:: TASK PROMPT ::
Everything from the line containing "find gray textured" through the line containing "find sugar-dusted pastry" should be repeated exactly, and nothing else from the data.

:: INPUT ::
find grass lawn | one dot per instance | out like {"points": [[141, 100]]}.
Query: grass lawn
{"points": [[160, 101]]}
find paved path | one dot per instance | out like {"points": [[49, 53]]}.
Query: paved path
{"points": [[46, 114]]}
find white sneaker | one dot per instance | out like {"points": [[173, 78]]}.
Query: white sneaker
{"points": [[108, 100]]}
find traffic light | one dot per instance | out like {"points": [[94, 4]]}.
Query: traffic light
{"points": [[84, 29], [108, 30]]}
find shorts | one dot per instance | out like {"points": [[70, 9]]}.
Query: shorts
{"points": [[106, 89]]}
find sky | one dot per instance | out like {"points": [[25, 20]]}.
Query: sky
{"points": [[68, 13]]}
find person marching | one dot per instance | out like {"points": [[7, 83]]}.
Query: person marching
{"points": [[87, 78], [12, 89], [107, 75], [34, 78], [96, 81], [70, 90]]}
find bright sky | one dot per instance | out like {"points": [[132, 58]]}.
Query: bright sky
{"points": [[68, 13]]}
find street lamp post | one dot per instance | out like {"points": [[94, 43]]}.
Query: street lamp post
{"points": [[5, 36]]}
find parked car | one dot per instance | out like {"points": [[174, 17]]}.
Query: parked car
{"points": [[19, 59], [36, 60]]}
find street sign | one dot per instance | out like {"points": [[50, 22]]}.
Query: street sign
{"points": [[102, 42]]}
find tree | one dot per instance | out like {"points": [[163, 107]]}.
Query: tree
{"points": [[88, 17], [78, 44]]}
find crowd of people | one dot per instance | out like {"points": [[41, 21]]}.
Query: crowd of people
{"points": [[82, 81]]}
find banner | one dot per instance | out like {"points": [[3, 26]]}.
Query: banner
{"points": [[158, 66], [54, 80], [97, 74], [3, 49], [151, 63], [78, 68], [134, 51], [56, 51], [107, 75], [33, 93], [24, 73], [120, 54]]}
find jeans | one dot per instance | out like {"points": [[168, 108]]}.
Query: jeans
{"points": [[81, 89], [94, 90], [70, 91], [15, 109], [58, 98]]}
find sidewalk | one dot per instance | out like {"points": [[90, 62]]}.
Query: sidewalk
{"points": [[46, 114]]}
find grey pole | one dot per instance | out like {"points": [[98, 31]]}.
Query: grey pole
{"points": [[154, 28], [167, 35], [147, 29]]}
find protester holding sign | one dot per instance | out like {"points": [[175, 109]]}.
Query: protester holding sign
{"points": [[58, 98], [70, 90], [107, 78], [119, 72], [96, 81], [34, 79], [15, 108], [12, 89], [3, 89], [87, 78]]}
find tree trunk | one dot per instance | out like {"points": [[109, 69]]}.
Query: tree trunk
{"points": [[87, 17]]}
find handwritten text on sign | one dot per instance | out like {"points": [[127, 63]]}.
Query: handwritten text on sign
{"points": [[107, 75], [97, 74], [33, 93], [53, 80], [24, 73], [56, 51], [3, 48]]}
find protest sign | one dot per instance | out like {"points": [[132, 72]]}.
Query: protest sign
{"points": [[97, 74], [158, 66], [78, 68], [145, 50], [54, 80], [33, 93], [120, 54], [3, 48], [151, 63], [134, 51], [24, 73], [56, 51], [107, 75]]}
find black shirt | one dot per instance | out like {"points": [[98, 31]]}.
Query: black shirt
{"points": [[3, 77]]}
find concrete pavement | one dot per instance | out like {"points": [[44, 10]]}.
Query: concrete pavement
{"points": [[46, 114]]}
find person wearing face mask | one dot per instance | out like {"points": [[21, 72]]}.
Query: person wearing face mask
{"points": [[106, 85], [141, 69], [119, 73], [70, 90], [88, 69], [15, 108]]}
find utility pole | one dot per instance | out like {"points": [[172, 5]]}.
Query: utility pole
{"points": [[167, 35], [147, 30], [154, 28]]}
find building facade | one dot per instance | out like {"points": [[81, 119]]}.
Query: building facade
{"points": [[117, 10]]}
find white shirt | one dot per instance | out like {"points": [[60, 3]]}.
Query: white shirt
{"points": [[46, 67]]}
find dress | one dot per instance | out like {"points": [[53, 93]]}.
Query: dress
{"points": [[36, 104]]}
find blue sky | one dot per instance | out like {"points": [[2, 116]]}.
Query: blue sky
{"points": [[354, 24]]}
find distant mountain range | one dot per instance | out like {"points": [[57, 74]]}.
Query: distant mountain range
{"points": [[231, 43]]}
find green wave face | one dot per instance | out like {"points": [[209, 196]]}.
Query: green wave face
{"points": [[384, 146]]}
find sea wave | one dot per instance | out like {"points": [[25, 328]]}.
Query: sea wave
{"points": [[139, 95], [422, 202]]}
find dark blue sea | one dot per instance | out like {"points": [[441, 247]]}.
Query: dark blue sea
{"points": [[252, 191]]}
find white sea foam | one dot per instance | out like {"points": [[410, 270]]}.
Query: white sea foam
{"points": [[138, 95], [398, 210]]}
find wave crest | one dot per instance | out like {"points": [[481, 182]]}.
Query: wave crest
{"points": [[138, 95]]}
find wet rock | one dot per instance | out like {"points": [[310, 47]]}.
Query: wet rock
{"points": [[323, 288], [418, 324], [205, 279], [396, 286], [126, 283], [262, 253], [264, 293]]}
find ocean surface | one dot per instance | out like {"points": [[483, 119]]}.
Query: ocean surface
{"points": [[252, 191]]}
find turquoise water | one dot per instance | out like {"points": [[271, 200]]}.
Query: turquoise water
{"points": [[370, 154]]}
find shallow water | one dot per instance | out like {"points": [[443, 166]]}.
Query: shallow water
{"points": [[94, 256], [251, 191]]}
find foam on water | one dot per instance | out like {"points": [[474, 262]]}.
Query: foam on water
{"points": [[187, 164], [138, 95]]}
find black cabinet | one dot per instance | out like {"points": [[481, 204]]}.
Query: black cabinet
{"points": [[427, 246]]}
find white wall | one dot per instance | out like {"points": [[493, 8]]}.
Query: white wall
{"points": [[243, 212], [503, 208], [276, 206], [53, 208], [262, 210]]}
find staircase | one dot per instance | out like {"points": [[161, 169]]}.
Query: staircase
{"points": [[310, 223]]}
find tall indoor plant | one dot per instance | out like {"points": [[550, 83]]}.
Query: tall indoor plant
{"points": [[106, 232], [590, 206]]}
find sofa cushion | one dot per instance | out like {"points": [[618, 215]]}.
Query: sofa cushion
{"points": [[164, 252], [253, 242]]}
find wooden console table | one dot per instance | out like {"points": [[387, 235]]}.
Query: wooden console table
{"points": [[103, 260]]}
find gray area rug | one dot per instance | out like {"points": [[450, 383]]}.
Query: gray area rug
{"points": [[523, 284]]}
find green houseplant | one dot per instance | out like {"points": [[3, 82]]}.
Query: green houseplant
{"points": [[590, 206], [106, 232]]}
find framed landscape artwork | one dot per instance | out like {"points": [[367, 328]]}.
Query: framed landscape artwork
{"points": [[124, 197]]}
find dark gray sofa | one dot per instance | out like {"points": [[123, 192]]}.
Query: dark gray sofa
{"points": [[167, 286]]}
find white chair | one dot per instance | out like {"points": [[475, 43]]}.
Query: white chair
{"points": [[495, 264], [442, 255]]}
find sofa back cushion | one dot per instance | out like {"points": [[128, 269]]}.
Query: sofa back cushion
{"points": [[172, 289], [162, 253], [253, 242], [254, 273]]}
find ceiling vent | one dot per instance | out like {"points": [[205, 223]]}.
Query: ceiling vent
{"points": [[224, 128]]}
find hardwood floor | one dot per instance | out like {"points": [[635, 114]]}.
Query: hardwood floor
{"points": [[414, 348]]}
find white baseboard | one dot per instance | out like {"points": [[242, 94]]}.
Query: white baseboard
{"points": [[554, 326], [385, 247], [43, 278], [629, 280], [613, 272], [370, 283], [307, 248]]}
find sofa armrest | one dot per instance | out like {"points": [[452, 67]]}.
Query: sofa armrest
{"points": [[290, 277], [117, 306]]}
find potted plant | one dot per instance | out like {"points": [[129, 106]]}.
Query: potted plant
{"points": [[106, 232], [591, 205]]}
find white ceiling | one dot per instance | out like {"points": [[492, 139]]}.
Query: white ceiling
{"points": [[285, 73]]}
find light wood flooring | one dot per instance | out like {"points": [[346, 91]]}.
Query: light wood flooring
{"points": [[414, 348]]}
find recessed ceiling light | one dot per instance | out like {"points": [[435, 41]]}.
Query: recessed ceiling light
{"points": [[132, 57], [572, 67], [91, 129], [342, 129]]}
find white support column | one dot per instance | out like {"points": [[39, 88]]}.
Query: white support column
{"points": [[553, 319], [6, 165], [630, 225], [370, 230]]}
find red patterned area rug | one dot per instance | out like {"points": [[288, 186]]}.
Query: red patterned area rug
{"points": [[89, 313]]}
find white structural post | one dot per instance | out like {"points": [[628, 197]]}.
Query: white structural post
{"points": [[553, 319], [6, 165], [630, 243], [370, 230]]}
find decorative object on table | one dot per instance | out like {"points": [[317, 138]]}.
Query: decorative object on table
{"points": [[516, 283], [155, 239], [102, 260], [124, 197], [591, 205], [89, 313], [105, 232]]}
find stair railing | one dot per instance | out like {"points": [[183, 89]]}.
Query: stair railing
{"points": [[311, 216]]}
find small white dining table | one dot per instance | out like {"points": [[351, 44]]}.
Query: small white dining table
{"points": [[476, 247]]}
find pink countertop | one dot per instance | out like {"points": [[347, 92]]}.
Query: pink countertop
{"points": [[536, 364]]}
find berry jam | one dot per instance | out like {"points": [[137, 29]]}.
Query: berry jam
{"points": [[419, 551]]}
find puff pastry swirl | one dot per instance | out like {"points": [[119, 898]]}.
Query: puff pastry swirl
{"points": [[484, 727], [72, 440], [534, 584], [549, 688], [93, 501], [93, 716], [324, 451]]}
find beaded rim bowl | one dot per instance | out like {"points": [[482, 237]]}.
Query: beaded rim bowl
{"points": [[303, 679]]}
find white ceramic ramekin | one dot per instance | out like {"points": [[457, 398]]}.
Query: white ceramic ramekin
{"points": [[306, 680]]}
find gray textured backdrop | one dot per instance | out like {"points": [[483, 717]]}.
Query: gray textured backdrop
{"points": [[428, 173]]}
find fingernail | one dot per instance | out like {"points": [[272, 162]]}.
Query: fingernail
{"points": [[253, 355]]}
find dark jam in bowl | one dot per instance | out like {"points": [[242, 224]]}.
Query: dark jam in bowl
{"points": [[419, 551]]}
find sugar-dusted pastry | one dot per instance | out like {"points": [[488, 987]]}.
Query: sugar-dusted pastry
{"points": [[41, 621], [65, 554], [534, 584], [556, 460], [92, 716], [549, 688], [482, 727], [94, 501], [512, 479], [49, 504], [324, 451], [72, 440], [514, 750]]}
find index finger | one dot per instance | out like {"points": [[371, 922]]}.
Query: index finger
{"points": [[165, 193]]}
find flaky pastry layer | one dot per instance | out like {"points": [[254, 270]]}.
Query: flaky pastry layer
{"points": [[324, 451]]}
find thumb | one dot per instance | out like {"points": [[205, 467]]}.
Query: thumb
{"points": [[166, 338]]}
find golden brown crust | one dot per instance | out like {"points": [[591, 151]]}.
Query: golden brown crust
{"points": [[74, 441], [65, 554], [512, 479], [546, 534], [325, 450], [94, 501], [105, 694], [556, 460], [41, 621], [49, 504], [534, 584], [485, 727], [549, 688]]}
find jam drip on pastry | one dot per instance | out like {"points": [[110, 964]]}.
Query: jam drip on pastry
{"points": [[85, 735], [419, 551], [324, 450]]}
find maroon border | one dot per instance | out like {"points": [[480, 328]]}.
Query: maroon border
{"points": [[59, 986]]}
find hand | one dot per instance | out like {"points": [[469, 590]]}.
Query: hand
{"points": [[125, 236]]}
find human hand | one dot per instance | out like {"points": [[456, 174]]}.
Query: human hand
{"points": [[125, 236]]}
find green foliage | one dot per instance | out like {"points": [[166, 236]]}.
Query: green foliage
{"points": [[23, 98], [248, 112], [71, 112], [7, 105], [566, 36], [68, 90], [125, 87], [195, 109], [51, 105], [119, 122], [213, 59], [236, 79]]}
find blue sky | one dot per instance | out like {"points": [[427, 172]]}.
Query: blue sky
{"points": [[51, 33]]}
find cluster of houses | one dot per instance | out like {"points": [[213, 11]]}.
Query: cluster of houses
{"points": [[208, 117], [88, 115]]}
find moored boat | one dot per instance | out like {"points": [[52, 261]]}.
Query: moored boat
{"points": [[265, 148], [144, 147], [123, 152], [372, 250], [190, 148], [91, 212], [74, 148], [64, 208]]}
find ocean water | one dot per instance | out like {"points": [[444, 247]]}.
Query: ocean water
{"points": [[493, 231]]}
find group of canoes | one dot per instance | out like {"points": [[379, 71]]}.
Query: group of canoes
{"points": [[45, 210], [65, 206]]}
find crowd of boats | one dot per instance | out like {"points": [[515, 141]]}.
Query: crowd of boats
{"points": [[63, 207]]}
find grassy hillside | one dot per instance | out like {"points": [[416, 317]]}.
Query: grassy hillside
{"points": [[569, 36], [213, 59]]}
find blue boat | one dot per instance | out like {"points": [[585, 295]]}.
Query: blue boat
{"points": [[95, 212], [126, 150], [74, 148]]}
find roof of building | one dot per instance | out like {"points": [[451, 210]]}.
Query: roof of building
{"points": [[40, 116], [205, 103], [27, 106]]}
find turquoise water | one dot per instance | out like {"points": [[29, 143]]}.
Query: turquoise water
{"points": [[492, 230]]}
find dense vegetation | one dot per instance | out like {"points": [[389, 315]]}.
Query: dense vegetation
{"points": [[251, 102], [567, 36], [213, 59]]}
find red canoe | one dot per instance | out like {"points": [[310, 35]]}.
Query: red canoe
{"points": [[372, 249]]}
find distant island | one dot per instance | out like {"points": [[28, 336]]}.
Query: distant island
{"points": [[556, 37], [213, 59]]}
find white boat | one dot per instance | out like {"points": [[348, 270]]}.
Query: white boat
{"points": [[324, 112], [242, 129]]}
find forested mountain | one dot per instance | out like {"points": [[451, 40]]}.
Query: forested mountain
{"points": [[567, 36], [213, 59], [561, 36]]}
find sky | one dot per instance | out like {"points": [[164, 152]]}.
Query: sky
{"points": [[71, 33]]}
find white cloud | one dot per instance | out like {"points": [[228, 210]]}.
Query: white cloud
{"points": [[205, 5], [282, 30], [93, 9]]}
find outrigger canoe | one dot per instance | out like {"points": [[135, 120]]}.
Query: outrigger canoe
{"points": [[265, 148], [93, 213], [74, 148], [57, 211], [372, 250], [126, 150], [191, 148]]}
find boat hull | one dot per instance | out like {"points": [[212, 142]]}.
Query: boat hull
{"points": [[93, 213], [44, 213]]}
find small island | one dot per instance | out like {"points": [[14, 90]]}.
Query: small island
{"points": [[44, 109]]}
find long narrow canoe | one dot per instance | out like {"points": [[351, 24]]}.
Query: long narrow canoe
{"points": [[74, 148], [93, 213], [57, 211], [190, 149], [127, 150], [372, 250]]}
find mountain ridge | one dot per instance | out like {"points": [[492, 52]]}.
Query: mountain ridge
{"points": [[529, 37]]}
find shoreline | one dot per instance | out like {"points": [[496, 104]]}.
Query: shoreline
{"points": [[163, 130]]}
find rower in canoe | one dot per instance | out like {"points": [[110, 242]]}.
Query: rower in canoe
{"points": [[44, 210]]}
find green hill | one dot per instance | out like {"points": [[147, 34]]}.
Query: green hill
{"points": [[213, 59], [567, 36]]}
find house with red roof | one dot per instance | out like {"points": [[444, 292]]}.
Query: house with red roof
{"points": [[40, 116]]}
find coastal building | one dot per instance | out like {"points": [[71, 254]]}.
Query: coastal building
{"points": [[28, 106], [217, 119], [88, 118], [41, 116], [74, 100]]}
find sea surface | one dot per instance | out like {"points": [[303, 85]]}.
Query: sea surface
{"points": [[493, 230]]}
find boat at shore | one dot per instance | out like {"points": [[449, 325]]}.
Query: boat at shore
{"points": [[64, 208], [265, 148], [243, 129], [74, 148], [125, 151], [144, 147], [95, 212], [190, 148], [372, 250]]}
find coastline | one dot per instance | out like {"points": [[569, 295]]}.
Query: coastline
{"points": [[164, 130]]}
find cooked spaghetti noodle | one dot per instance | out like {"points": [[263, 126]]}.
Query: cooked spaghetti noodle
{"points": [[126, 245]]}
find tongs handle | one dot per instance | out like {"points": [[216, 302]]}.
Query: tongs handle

:: SOLVED PROBLEM ::
find gray textured backdrop | one dot per instance | out like {"points": [[483, 717]]}.
Query: gray textured backdrop
{"points": [[428, 173]]}
find fingernail | one dot per instance | out like {"points": [[272, 162]]}.
Query: fingernail
{"points": [[253, 355]]}
find dark jam in bowl | one dot per instance | out like {"points": [[242, 224]]}.
Query: dark jam in bowl
{"points": [[419, 551]]}
find sugar-dusted pastry | one dot per instance | out like {"points": [[488, 987]]}.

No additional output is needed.